Exercise 1:
Repeat the part of the text on the Chinese social credit system between "The Algorithm of" and "epitomize these debates.", inclusive.
Exercise 2:
According to the text on the Chinese social credit system, what kinds of original data does the study draw on?
------ Exercise text
The Algorithm of Trust: The Sociotechnical Life of a Chinese Social Credit System
From China’s durable authoritarian governance to the recent COVID-19 pandemic crisis, we have observed the growth of the state power and capacity in seeing and governing citizens and society. Being boosted by the advancement of surveillance information and communication technologies (ICTs), hopes and concerns of data-driven governance have been increasingly raised. The Chinese social credit system, which is commonly perceived as the Chinese state’s attempt to expand the discipline of citizens’ everyday life by surveillance, datafication, and rating, epitomize these debates.
This study examines the cause, everyday practice, and consequences of the state’s datafication project. With the original ethnographic, interview, and archive data of one of the most detailed and well-implemented municipal SCS in a northern Chinese city, αCity – αSCS, I show that the data-driven never meet the promises it made and the expectations people had. I follow how the credit data is defined, collected, translated, represented, and interpreted, showing a different, yet more realistic picture of data-driven governance. I show the governance is neither objective as techno-utopianists claimed, nor omnipotent as techno-dystopianists imagined. Elaborating on the αSCS’s “failures” at different stages from the perspective of different actors and organizations, I reject two popular views of data-driven governance that have opposite stands yet with similar techno-determinist beliefs.
------------
------ Given records
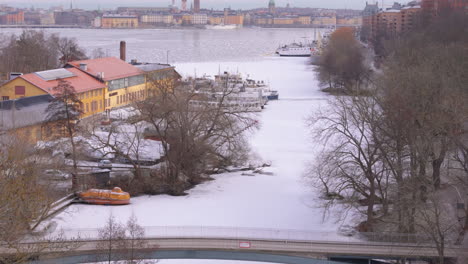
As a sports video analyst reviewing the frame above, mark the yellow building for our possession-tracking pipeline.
[0,57,180,118]
[101,15,138,28]
[273,17,294,25]
[181,14,193,25]
[208,16,224,25]
[336,17,362,26]
[224,15,244,25]
[0,68,106,117]
[255,17,273,25]
[312,16,336,26]
[295,16,312,25]
[0,94,69,144]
------------
Exercise answer 1:
The Algorithm of Trust: The Sociotechnical Life of a Chinese Social Credit System
From China’s durable authoritarian governance to the recent COVID-19 pandemic crisis, we have observed the growth of the state power and capacity in seeing and governing citizens and society. Being boosted by the advancement of surveillance information and communication technologies (ICTs), hopes and concerns of data-driven governance have been increasingly raised. The Chinese social credit system, which is commonly perceived as the Chinese state’s attempt to expand the discipline of citizens’ everyday life by surveillance, datafication, and rating, epitomize these debates.

Exercise answer 2:
The study draws on original ethnographic, interview, and archive data.